* **Extracted text**
UK troops suffer higher death rate in Afghanistan than Iraq

IRNA - Islamic Republic News Agency

London, Aug 28, IRNA
UK-Afghanistan
British forces are being killed in Afghanistan at a faster rate than at the height of the war in Iraq, according to an analysis of casualty figures.

The death rate among British troops was found to be even exceeding the number suffered by their American counterparts in Afghanistan.

A survey conducted by the Medical Research Council (MRC) showed that the UK rate had reached eight in every 1,000 servicemen and women sent to the country to fight the Taliban this summer after a sharp increase in roadside bomb attacks in Helmand province.

The number is higher than the level seen during the first six weeks of the Iraq War in 2003 (around six per 1,000) and even the rate of 7.5 per 1,000 experienced by US troops in the run-up to the troop surge in Iraq.

In Afghanistan, the rate was found to have also overtaken the 6.6 per 1,000 suffered by American troops, whose numbers are four times more than the current UK deployment of just over 8,000 military personnel.

Altogether, a total of 136 members of the US-led coalition have been killed in Afghanistan since May, compared with 134 in Iraq, where the US has more than four times as many troops.

So far this year, 30 British servicemen and women have died in Afghanistan, the highest level since the UK started to deploy troops in Helmand two years ago. All but seven of the 116 British troops killed have been since 2006.

In contrast, the British casualty rates in Iraq have dropped off dramatically since the troops withdrew from Basra to their airport base outside the city last September.

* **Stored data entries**
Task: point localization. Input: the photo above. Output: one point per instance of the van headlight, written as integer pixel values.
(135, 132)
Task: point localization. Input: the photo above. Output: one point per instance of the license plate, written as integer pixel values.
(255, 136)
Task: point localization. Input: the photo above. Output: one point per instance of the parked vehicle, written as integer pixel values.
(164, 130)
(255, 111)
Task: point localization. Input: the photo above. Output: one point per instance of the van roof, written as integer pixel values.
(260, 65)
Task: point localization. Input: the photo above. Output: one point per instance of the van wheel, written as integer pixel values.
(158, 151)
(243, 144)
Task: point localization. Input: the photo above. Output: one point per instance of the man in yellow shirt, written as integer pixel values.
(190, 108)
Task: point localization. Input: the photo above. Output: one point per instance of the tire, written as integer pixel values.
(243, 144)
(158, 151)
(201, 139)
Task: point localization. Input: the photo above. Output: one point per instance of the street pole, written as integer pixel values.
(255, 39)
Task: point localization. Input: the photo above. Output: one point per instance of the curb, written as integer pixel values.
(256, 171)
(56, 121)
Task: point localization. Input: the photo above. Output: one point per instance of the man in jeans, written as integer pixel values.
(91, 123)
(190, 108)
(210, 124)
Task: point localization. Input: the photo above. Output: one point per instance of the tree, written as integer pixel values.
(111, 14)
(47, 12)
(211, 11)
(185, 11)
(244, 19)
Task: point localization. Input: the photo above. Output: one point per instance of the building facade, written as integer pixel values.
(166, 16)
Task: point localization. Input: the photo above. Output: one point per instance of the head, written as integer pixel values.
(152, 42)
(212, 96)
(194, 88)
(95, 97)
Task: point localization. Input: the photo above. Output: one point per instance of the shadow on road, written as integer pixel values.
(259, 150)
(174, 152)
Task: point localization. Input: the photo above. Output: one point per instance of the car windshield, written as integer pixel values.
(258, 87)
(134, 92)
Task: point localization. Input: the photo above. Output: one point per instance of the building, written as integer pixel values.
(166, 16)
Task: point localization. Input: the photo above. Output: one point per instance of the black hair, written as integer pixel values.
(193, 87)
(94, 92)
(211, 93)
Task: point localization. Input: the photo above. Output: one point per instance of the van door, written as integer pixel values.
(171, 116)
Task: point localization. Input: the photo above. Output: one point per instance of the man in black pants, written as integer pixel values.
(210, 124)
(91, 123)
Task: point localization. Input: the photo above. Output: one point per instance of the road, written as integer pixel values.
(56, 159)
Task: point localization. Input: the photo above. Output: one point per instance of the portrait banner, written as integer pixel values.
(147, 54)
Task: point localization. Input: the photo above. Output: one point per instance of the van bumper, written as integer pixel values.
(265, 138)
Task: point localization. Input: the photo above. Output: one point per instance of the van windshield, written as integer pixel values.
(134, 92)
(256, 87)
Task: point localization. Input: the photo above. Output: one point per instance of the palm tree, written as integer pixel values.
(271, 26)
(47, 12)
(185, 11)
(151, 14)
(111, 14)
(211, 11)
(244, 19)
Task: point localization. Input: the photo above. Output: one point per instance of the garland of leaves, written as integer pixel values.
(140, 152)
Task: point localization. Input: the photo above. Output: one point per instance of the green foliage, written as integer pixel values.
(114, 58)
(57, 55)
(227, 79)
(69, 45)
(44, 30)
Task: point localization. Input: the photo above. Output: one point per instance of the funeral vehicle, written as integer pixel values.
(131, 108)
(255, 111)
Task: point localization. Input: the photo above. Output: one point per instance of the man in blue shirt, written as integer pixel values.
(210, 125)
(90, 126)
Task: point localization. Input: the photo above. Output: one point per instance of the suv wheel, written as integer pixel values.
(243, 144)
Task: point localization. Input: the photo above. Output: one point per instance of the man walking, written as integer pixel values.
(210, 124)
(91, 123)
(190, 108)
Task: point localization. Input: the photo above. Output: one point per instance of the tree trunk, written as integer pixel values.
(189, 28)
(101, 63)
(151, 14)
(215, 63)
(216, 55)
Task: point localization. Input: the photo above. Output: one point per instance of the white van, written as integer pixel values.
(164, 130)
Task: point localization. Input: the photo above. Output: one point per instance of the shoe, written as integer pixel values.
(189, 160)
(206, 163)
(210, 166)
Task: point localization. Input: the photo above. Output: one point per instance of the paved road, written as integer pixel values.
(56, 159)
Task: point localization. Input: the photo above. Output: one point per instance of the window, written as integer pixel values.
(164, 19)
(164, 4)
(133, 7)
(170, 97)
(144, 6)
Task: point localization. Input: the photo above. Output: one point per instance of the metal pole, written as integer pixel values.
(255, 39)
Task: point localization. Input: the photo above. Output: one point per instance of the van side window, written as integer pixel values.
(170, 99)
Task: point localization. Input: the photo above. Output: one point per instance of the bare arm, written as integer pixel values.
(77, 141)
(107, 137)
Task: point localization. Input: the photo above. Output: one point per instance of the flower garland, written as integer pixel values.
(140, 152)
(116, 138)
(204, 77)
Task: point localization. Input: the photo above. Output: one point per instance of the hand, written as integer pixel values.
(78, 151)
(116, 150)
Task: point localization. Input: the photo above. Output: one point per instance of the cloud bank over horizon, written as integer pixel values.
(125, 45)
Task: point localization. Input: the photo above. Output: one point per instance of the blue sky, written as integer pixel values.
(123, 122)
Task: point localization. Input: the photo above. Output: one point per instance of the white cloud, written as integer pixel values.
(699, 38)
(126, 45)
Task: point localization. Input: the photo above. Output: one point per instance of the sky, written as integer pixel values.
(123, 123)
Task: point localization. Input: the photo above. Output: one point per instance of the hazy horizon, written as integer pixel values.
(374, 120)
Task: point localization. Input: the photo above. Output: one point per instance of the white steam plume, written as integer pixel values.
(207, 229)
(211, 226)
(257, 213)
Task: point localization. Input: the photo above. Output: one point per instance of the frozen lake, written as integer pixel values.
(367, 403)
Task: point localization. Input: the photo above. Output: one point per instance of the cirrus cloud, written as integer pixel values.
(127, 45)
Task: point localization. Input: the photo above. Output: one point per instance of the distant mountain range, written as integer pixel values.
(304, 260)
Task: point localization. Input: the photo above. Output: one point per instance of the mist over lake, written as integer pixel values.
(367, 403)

* * *

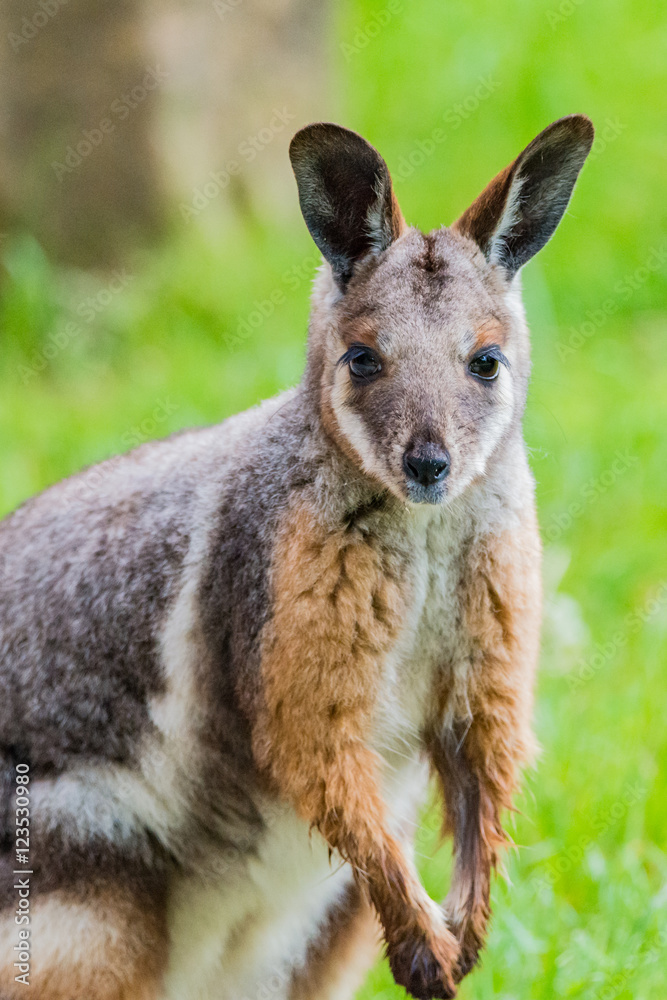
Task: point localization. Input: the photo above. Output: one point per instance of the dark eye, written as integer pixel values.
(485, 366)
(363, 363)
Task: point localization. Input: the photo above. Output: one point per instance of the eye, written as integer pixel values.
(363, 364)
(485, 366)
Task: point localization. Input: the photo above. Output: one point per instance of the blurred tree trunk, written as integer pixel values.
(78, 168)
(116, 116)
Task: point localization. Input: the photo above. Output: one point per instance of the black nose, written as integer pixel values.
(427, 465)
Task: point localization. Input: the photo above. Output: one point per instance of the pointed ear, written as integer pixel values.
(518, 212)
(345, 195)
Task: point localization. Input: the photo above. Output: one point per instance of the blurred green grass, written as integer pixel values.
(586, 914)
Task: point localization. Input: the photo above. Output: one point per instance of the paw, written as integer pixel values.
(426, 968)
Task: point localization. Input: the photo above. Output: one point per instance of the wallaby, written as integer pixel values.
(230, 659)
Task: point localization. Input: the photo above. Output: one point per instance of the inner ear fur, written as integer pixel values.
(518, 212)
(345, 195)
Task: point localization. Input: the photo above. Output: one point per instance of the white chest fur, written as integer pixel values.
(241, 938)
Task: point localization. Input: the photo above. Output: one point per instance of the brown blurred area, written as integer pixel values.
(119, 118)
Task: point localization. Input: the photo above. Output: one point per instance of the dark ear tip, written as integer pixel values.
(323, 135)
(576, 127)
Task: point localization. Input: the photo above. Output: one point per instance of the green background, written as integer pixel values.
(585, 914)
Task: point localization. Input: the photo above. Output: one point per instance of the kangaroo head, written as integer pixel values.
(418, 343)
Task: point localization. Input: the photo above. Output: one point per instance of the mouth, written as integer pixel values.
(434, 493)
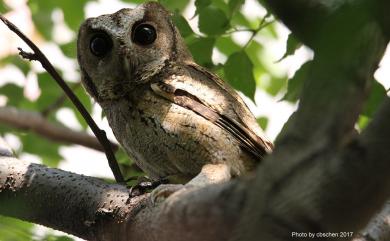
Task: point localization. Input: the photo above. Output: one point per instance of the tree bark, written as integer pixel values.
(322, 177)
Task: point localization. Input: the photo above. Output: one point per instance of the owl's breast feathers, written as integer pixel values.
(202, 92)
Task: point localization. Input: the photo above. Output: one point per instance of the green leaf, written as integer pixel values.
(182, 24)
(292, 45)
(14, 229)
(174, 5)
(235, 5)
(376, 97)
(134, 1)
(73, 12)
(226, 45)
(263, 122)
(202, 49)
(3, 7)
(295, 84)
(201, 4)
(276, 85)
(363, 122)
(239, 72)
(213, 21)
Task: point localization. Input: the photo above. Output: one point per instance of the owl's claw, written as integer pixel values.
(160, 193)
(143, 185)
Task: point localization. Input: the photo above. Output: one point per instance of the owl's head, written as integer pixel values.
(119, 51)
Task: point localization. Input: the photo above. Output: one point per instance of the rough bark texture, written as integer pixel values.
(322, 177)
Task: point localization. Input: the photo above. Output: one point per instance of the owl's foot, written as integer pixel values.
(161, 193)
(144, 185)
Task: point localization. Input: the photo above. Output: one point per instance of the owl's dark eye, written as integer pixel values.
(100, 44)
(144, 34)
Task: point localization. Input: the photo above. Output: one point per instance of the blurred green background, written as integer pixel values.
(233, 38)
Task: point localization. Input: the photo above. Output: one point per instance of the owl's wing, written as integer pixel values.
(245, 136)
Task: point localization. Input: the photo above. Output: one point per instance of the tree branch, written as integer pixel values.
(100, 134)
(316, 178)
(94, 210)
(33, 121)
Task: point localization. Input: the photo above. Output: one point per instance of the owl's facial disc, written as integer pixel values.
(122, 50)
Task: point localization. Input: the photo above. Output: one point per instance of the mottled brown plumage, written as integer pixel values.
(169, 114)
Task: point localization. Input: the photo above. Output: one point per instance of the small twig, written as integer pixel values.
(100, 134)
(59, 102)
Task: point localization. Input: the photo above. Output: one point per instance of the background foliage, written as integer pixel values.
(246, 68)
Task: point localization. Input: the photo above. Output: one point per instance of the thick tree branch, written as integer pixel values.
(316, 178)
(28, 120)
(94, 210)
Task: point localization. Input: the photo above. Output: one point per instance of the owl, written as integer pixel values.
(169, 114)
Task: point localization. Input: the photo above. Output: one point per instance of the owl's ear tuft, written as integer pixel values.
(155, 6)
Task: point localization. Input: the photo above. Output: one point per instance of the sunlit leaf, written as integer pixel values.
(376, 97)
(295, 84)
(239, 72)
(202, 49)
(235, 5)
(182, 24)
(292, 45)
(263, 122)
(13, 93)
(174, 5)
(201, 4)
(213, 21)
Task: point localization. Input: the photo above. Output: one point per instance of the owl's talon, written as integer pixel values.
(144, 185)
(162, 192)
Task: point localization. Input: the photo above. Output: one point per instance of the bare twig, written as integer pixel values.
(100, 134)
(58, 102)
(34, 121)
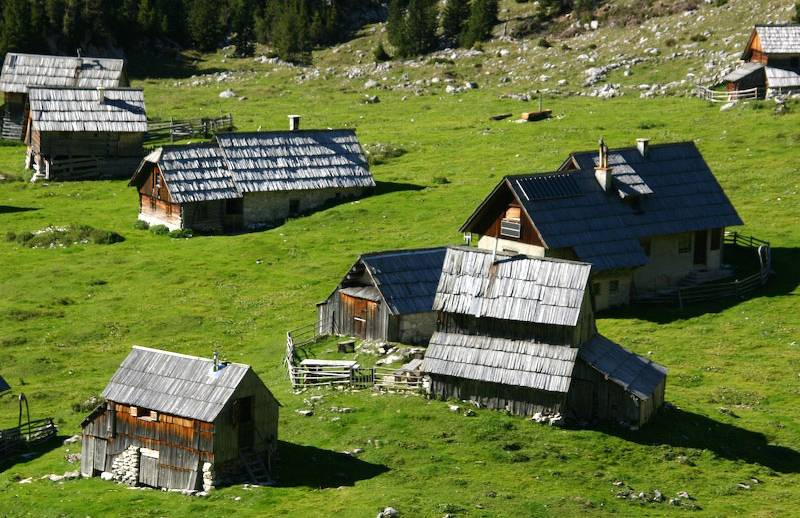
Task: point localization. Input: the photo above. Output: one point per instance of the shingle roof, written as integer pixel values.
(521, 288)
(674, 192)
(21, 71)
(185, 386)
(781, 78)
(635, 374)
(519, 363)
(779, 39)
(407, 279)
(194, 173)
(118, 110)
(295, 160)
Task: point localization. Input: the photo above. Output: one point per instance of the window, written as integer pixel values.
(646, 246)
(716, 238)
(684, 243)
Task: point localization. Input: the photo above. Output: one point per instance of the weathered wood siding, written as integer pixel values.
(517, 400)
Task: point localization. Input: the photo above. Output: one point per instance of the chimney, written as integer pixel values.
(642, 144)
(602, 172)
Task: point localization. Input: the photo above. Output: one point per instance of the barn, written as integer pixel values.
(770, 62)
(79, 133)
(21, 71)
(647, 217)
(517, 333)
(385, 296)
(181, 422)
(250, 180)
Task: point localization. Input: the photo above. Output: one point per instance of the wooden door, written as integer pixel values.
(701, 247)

==

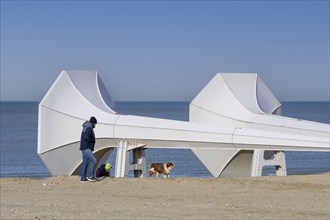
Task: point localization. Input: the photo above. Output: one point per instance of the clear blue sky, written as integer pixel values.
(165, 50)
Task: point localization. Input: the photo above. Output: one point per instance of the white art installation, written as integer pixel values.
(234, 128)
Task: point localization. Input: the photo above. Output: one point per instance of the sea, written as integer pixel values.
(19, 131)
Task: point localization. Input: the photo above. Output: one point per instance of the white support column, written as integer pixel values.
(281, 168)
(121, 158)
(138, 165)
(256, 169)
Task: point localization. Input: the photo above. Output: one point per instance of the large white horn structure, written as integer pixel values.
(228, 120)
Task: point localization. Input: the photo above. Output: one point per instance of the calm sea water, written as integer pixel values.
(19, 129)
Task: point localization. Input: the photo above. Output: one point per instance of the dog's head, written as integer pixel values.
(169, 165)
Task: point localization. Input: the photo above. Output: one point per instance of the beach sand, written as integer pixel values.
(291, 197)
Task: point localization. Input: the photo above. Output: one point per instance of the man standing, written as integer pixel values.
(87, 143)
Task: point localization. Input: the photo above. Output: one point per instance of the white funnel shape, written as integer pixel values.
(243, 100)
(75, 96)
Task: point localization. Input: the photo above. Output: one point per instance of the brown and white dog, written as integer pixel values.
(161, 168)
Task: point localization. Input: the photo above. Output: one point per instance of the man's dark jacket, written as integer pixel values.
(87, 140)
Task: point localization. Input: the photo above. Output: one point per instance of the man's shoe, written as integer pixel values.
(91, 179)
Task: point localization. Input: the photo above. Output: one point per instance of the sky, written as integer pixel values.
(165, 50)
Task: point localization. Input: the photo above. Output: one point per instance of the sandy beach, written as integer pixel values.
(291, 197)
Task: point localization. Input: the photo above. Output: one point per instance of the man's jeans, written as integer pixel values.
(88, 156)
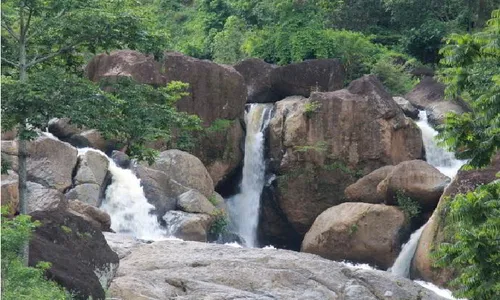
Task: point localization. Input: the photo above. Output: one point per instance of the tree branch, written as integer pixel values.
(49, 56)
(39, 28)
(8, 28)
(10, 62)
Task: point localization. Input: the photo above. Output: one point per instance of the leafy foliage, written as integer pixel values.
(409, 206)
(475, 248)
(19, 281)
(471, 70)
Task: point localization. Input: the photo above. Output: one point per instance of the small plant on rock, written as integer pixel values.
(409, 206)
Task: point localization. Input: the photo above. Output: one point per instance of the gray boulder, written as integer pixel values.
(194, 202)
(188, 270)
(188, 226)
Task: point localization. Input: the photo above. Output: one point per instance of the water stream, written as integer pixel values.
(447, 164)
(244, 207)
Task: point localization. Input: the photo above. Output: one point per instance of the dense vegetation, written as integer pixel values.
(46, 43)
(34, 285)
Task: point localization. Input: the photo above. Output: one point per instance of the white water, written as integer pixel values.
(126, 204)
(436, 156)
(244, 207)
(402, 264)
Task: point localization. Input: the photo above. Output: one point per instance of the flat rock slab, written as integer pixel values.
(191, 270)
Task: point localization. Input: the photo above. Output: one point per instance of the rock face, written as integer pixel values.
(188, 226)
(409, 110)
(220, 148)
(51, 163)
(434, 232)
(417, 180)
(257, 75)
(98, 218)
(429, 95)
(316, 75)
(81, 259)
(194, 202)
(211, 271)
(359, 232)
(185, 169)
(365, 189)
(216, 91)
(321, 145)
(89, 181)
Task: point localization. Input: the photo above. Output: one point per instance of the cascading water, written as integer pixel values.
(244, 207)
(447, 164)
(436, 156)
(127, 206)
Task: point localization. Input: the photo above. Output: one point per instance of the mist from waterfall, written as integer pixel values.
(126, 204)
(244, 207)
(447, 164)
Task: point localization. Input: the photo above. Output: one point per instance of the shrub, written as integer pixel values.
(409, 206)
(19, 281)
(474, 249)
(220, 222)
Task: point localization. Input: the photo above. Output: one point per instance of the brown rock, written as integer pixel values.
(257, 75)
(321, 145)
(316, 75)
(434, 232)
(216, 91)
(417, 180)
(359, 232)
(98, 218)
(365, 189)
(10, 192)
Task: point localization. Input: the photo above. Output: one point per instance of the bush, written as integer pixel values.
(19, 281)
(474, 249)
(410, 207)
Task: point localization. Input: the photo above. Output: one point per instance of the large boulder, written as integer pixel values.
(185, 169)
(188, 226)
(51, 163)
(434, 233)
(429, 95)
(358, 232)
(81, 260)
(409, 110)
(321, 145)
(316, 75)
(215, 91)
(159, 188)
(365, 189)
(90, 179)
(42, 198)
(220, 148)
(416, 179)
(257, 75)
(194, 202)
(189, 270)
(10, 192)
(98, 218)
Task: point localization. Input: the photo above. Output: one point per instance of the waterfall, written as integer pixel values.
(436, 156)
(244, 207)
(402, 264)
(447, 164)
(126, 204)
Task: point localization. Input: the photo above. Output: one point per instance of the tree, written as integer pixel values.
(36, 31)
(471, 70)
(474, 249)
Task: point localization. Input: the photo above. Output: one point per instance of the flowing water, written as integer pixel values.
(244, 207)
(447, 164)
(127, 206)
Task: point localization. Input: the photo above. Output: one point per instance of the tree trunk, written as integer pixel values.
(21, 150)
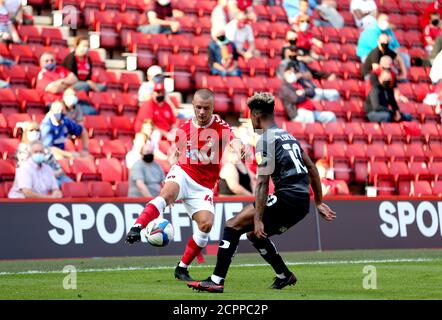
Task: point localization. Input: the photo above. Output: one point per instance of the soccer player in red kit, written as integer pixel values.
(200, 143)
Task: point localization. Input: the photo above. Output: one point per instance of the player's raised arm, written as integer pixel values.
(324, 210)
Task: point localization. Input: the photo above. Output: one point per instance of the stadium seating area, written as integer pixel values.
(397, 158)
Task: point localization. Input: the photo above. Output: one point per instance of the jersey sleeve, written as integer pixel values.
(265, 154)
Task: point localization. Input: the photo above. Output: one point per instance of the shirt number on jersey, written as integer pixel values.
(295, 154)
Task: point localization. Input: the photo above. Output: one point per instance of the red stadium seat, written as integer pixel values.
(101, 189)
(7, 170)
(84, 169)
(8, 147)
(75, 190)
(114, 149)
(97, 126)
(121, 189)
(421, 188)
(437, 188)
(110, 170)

* **Activity list**
1 - Reproduce word for word the passage of the report on British troop deaths in Afghanistan that opens with the words containing "The death rate" and closes with "in Helmand province.".
2 - Take the report on British troop deaths in Afghanistan further, continuing on from its final sentence.
The records play no part in the work here.

* **Outputs by task**
1 -
The death rate among British troops was found to be even exceeding the number suffered by their American counterparts in Afghanistan.

A survey conducted by the Medical Research Council (MRC) showed that the UK rate had reached eight in every 1,000 servicemen and women sent to the country to fight the Taliban this summer after a sharp increase in roadside bomb attacks in Helmand province.

2 -
No UK servicemen have been killed in Iraq since March prompting expectations that the remaining 4,200 will be cut sharply next year.

Speculation is that UK troop numbers in Afghanistan may rise further to as many as 14,000, almost 6,000 more than the current number.

Co-author of the MRC report Professor Sheila Bird said that the level of fatalities that have been sustained in Afghanistan is "as bad as the worst that we've seen across the period in Iraq." "It really has been consistently high, there has been no let up for these guys, it has been consistently major combat in Afghanistan throughout. The deployment has increased but the fatality rate has not come down," Bird said.

She suggested that the soaring death rates might be used to justify calls for a "surge" in Afghanistan similar to that seen in Iraq last year, but also expressed caution.

"It is a different sort of war in Afghanistan so the same solution will not necessarily apply but consistently in Afghanistan our troops have been facing the level of major combat that prompted the surge," the visiting professor from Strathclyde University said.